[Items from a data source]
------
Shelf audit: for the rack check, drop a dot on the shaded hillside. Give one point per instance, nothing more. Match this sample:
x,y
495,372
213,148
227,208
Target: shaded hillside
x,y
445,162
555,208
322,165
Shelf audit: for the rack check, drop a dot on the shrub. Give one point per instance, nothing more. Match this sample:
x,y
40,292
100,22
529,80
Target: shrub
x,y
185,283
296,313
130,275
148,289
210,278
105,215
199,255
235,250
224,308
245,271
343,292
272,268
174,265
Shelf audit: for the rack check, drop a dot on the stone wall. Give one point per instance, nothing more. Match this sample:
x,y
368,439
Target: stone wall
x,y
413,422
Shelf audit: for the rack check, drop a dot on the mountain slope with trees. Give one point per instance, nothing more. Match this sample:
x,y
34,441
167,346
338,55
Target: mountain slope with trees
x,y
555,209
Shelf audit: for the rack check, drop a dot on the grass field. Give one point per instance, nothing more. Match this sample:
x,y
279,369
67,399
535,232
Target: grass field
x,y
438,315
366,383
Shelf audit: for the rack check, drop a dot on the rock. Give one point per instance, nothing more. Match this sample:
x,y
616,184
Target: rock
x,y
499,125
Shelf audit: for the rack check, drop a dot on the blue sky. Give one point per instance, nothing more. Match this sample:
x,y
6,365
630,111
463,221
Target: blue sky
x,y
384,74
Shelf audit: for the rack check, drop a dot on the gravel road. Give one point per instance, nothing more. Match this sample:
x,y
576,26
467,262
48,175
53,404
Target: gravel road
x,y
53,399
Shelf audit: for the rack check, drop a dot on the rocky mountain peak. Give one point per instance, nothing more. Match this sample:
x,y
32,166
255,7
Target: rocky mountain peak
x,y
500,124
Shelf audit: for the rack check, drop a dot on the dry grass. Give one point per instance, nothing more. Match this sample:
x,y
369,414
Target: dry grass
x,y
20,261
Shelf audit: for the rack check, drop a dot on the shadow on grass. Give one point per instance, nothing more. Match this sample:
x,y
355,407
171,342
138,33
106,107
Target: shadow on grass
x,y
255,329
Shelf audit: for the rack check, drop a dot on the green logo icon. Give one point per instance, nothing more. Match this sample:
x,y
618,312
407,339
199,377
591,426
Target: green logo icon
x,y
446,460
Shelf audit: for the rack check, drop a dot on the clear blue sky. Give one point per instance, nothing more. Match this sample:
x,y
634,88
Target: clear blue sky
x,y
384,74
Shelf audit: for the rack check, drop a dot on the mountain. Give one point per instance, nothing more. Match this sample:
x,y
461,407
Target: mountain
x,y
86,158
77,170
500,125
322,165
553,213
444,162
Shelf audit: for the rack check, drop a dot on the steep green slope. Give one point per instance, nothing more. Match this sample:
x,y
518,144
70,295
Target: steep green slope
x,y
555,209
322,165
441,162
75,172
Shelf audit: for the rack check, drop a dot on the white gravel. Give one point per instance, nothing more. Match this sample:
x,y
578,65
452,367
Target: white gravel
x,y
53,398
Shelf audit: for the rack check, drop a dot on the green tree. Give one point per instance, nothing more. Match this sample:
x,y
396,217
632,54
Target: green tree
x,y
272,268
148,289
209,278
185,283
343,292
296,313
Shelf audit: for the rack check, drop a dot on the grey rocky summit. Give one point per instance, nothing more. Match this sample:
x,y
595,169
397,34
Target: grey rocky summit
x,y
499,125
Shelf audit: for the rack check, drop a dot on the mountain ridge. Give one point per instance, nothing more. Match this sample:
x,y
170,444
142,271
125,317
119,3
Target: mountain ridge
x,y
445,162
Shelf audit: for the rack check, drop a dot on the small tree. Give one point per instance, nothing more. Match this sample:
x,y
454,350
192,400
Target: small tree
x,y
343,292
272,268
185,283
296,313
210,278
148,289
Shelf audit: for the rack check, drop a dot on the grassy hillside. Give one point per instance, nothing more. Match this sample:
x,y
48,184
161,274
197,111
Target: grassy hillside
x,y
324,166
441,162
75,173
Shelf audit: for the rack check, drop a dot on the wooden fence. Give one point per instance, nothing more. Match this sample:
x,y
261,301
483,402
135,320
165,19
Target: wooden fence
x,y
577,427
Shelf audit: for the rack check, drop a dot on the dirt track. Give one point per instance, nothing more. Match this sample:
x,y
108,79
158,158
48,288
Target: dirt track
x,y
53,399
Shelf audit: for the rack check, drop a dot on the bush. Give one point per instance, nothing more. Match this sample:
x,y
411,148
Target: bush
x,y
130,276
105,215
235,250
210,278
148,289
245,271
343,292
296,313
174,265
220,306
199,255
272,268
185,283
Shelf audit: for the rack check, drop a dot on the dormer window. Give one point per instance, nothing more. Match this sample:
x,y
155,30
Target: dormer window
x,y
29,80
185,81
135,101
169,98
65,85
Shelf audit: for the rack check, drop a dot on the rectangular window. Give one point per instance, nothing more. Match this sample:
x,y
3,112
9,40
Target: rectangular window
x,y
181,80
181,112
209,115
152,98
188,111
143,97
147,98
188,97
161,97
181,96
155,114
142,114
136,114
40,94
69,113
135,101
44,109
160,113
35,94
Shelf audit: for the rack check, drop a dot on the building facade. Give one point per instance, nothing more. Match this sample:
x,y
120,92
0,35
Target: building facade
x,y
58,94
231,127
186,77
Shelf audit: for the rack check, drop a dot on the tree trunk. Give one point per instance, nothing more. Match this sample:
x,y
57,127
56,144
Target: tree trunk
------
AIM
The lines to reproduce run from the line containing "on the wooden" to the end of the listing; write them out exactly and add nothing.

COMPLETED TASK
Shelf audit: for the rack check, drop a dot on the wooden fence. Give one point per instance, nothing more. Match this sample:
x,y
261,301
483,402
135,320
165,19
Target: wooden fence
x,y
577,427
Shelf audit: for the rack check, drop a dot on the dirt track. Give one point per instance, nothing more. Match this sample:
x,y
108,79
158,158
48,288
Target: dirt track
x,y
53,399
Shelf audit: for the rack check, drop a dot on the bush. Give one point per instance, nothing more. Match this sample:
x,y
411,148
Target: bush
x,y
130,276
105,215
235,250
210,278
148,289
245,271
343,292
296,313
174,265
220,306
199,255
272,268
185,283
Shelf audit: for the rack check, drop a dot on the dormer window. Give one point per instance, nothing more. Match this sample:
x,y
155,30
Target: dormer window
x,y
29,80
185,81
135,101
169,98
65,85
Shelf audit: for the rack check, drop a dot on the rectangular window. Give one point per instance, nothing more. Match this sample:
x,y
3,112
9,40
Target: rectangular window
x,y
181,80
181,112
209,115
152,98
188,111
143,97
147,98
188,97
161,97
181,96
155,114
142,114
136,114
40,94
69,113
135,101
44,109
160,113
35,94
Shelf audit: for the rack check, drop a dot on the building facade. Give one point per instance, nothing more. Match this sample:
x,y
120,92
0,35
Target: building facade
x,y
58,94
231,127
186,77
Shelf audit: for the rack check, drop a dot on the tree trunk. Give one point per instance, nothing more. Match this sample:
x,y
57,127
56,144
Target: tree trunk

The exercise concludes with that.